> [Text provided]
BEGIN
Gansu University of Chinese Medicine (Chinese: 甘肃中医药大学)
- Type: Public
- Established: 1978
- Location: No. 35, Dingxi East Road, Chengguan District, Lanzhou City, People's Republic of China
- Campus: Urban;
- Website: www.gszy.edu.cn

= Gansu University of Chinese Medicine =

University in Lanzhou, China

Gansu University of Chinese Medicine, formerly known as "Gansu College of Traditional Chinese Medicine", is a public university in Lanzhou, capital of Gansu Province, China. Founded in 1978, the university is now jointly built by the People's Government of Gansu Province and the State Administration of Traditional Chinese Medicine, and offers undergraduate, master's and doctoral programs in Traditional Chinese Medicine. It is the only university of Chinese medicine in Northwest China with the authority to grant doctoral degrees.

==History==

In 1978, the "Gansu College of Traditional Chinese Medicine" was founded in Lanzhou.

In 1989, the Tibetan Medicine Department was established.

In 2014, the Dingxi Normal College merged into the school.

In 2015, Gansu College of Traditional Chinese Medicine was renamed "Gansu University of Chinese Medicine", with approval from the Ministry of Education.

In 2016, it became co-built by the People's Government of Gansu Province and the State Administration of Traditional Chinese Medicine.

In 2018, the university signed a cooperation agreement with Shanghai University of Chinese Medicine.

In 2024, The university was selected as a "Gansu Provincial Base for the Promotion and Education of Traditional Chinese Medicine Culture".

==Current situation==

Gansu University of Chinese Medicine is jointly established by the People's Government of Gansu Province and the State Administration of Traditional Chinese Medicine.
END
> [Tasks and exercises]
- A) According to the article on Gansu University of Chinese Medicine, in what year did the Dingxi Normal College merge into the school?
- B) Decide whether each statement agrees with the article on Gansu University of Chinese Medicine. Answer yes or no for each, and quote the words from the article that settle it. (i) The university was founded in 1989. (ii) The 2015 renaming was approved by the Ministry of Education. (iii) The university signed a cooperation agreement with Shanghai University of Chinese Medicine in 2016.
- C) Extend the article on Gansu University of Chinese Medicine, picking up after its final sentence.
Nothing in the rows is needed here.

Stored data entries
BEGIN
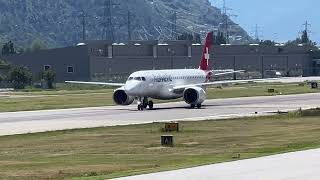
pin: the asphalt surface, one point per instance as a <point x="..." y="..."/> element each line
<point x="49" y="120"/>
<point x="289" y="166"/>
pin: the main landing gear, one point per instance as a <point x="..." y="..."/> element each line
<point x="194" y="106"/>
<point x="143" y="103"/>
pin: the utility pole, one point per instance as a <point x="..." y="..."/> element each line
<point x="108" y="29"/>
<point x="174" y="26"/>
<point x="256" y="33"/>
<point x="129" y="26"/>
<point x="83" y="16"/>
<point x="226" y="22"/>
<point x="306" y="26"/>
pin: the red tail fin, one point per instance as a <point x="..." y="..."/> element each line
<point x="204" y="63"/>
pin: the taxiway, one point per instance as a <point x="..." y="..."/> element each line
<point x="50" y="120"/>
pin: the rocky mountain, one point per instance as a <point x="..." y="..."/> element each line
<point x="60" y="22"/>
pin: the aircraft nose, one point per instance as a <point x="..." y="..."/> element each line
<point x="131" y="87"/>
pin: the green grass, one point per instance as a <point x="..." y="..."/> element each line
<point x="79" y="96"/>
<point x="110" y="152"/>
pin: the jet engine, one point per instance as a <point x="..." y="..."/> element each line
<point x="120" y="97"/>
<point x="194" y="95"/>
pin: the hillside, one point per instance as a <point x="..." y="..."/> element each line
<point x="59" y="22"/>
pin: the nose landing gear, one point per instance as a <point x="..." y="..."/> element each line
<point x="143" y="103"/>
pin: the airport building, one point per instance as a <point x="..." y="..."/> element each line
<point x="106" y="61"/>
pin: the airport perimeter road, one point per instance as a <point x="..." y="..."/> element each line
<point x="289" y="166"/>
<point x="49" y="120"/>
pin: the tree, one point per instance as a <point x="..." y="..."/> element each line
<point x="8" y="48"/>
<point x="49" y="77"/>
<point x="37" y="45"/>
<point x="20" y="77"/>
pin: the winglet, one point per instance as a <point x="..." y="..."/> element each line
<point x="204" y="63"/>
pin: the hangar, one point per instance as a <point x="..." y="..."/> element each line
<point x="106" y="61"/>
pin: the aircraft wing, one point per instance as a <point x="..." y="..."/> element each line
<point x="228" y="72"/>
<point x="96" y="83"/>
<point x="268" y="80"/>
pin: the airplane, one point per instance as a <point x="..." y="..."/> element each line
<point x="168" y="84"/>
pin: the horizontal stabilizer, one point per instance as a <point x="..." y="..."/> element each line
<point x="96" y="83"/>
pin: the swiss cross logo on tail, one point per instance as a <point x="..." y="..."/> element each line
<point x="204" y="63"/>
<point x="207" y="56"/>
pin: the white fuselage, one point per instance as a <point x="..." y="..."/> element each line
<point x="158" y="84"/>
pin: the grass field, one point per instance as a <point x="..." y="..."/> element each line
<point x="87" y="96"/>
<point x="102" y="153"/>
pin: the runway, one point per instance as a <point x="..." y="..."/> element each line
<point x="49" y="120"/>
<point x="289" y="166"/>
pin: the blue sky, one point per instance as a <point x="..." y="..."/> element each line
<point x="278" y="19"/>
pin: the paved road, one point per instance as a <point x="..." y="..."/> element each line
<point x="48" y="120"/>
<point x="290" y="166"/>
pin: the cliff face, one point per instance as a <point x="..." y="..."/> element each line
<point x="59" y="22"/>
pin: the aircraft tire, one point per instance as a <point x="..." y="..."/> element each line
<point x="150" y="104"/>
END
> [Responses in order]
- A) 2014

- B)
(i) No: "Founded in 1978"
(ii) Yes: "renamed "Gansu University of Chinese Medicine", with approval from the Ministry of Education"
(iii) No: "In 2018, the university signed a cooperation agreement with Shanghai University of Chinese Medicine."

- C)
There are 19,715 full-time students (15,649 undergraduates, 3,588 master's students, 262 doctoral students and more than 120 international students). It is the only university of Chinese medicine in Northwest China with the authority to grant doctoral degrees.

The university is located in Lanzhou, capital city of Gansu Province of China. There are four campuses: Heping Campus, Wulipu Campus, Dingxi Campus and Gannan Campus; where the Heping Campus is the headquarters and covers an area of 1,050 acres, facing the Yellow River in the distance. There are 16 teaching institutions.

There are four directly affiliated hospitals and six non-directly affiliated hospitals. Gansu Provincial Hospital of Traditional Chinese Medicine, a Grade A tertiary hospital, is the first affiliated hospital of Gansu University of Chinese Medicine.

The university edits and publishes three Chinese academic journals: "甘肃中医药大学学报" (Journal of Gansu University of Traditional Chinese Medicine), "中医儿科杂志" (Journal of Pediatric Traditional Chinese Medicine) and "甘肃基层卫生" (Gansu Primary Health Care).

In the 2026 Shanghai Ranking, Gansu University of Chinese Medicine ranked 25 among China's universities of Chinese medicine.